SUPPLIED ENTRIES ▸
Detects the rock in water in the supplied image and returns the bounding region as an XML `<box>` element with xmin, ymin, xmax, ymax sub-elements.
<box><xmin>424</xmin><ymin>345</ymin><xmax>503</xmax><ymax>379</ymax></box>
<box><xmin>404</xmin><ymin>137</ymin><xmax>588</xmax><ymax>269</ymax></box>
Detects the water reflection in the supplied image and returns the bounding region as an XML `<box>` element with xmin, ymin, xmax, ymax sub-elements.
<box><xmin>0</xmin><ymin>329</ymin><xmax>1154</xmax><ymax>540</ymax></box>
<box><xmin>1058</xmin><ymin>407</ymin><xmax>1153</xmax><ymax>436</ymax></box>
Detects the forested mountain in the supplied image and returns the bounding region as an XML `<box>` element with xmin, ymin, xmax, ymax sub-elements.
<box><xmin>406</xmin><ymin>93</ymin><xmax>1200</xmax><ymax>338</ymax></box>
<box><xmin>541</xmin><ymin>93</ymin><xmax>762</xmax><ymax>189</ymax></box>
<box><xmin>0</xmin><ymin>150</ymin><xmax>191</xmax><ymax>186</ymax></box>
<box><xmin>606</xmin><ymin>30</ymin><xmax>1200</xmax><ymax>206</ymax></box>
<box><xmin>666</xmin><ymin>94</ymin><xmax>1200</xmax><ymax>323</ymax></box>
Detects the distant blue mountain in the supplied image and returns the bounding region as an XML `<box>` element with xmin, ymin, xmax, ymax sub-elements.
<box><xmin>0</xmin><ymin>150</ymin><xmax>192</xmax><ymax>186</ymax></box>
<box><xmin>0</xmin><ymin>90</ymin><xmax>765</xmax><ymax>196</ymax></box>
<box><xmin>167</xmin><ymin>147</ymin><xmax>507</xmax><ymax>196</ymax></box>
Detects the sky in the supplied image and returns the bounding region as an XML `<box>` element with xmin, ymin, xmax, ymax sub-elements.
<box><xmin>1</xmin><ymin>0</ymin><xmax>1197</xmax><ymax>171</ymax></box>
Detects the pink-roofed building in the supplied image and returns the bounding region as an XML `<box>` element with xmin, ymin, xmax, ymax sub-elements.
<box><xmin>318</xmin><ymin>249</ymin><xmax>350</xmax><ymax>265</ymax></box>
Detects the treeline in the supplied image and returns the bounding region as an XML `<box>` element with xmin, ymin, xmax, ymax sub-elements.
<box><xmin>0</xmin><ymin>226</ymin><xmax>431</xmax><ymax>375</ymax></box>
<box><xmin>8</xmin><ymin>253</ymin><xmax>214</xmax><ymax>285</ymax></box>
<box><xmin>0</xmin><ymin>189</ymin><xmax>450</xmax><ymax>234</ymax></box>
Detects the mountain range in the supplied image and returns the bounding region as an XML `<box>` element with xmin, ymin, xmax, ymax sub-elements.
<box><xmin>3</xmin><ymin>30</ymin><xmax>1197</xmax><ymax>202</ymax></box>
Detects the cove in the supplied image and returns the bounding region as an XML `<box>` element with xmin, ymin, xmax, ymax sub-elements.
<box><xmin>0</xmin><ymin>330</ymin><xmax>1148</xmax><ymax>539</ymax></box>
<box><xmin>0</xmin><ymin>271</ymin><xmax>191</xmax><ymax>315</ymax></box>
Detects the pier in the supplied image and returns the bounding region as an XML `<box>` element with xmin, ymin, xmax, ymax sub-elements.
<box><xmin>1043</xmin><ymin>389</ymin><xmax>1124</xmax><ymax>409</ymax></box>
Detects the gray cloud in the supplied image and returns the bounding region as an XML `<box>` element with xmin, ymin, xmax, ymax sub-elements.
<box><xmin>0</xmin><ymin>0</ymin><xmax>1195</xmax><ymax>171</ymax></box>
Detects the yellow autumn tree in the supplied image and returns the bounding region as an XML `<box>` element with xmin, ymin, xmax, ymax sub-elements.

WORK TO COMPLETE ▸ Please copy only the lines from the one with "Detects the treeline" through the final line of the records above, both ends included.

ANSWER BELOW ▸
Detects the treeline in the supplied image and returns the bounding region as an XML `<box>` element with xmin, ymin, xmax, ymax sub-elements.
<box><xmin>0</xmin><ymin>226</ymin><xmax>431</xmax><ymax>375</ymax></box>
<box><xmin>8</xmin><ymin>253</ymin><xmax>214</xmax><ymax>285</ymax></box>
<box><xmin>0</xmin><ymin>189</ymin><xmax>450</xmax><ymax>234</ymax></box>
Detects the mountain range in the supplied image and returns the bounding region as an XML `<box>` element with xmin, ymin, xmax, ymax sub-elements.
<box><xmin>3</xmin><ymin>30</ymin><xmax>1197</xmax><ymax>202</ymax></box>
Detects the cove in the supplied image and returns the bounding region as an XML `<box>` element with xmin, ymin, xmax, ymax sub-elements.
<box><xmin>0</xmin><ymin>330</ymin><xmax>1148</xmax><ymax>539</ymax></box>
<box><xmin>0</xmin><ymin>271</ymin><xmax>191</xmax><ymax>315</ymax></box>
Detects the pier in the supplied image and returns the bounding region as an XML `<box>` element with xmin, ymin, xmax, ymax sub-elements.
<box><xmin>1043</xmin><ymin>389</ymin><xmax>1124</xmax><ymax>409</ymax></box>
Detects the gray cloud in the supplied image and returns the bounding region as an XML `<box>` element with xmin, ymin, xmax, ymax sub-elements.
<box><xmin>0</xmin><ymin>0</ymin><xmax>1195</xmax><ymax>171</ymax></box>
Detects the yellow autumn tree in the supplied image and returns the bounding region as an XML `<box>` element with xmin, ymin, xmax, ymax sub-elements.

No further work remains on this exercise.